» Document extract:

+ + + +

Thank you for watching Phil. CUOTO
I just read an article on Yahoo News that now you'll have to deal with humpback whales in NY harbor. I suppose that's a good thing that the Hudson River is cleaned up and the whale was looking for food but is still in danger of being hit by boat traffic. Cheers Tim. #CUOTO.
Oh yes. The message boards have been full about that. A couple years ago, the Kills were shut down because a whale was in there. Thank you for watching. CUOTO
AH, The memories, 50 years ago I was on Tugs in the North Sea. All seas were rough and scary to me..Do not blame you for going out in rough seas..CUOTO
Thank you for watching James. CUOTO
Sounds like you were part of the Cajun Invasion, running anchors up there? Around the time the Theriot boats went over.
There is an amazing book, available free in pdf format.
Google "Cajun Mariners" and you will find it with a bit of digging.
It covers all the ground, starting in the 30's, and includes some great insight as to what Bob Alerio got up to in his younger days :)
Holy Mackerel!! Maersk Container Ship.. OK...Tug..NO.
Thank you Tim and happy holidays to all. You are brave men.
Happy Holidays to you as well Nancy. CUOTO
I remember as a kid watching tugs pulling barges on the Chesapeake. In bad weather, it was nothing like your videos, and I STILL wondered the strain on that wire and what it might take to part it. Apparently nothing the bay could dish up! LOL CUOTO!
Oh if only that were true. I know a few guys that have "parted wires" in both the Chesapeake and Delaware. Thank you very much for watching. CUOTO
@@TimBatSea Wow!!
Thank goodness for scuppers. This was, as usual, very good. Thank you.
What I would like to see is those really big tugs that go out in rough weather to rescue or assist large vessels in distress. They are heroes. TOOT CUOTO.

+ + + +

In the tugboat comments, what phrase does one commenter say to search on Google to find a free PDF book? Please answer briefly. The data that comes next is from a separate source.

+ + + +

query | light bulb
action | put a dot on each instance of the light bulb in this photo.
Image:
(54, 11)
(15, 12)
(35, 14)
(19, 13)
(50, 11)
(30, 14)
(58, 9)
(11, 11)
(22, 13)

+ + + +

» Exercise solution: "Cajun Mariners"